- _Written request_: Return each line from the rows below that contains the string "Query", matching uppercase and lowercase exactly.
══════════
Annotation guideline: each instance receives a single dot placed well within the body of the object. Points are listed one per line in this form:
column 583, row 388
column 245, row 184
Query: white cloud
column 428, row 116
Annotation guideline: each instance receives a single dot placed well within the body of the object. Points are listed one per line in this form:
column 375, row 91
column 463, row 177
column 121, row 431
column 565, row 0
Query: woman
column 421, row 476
══════════
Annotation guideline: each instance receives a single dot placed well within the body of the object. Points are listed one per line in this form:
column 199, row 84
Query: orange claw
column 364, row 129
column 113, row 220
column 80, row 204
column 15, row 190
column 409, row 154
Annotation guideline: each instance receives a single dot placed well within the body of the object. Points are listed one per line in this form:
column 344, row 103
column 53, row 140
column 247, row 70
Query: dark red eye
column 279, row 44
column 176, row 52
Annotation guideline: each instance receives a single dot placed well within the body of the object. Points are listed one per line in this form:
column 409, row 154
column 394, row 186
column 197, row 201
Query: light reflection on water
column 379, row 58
══════════
- _Exercise response_:
Query: white cloud
Query: woman
Query: orange claw
Query: dark red eye
Query: light reflection on water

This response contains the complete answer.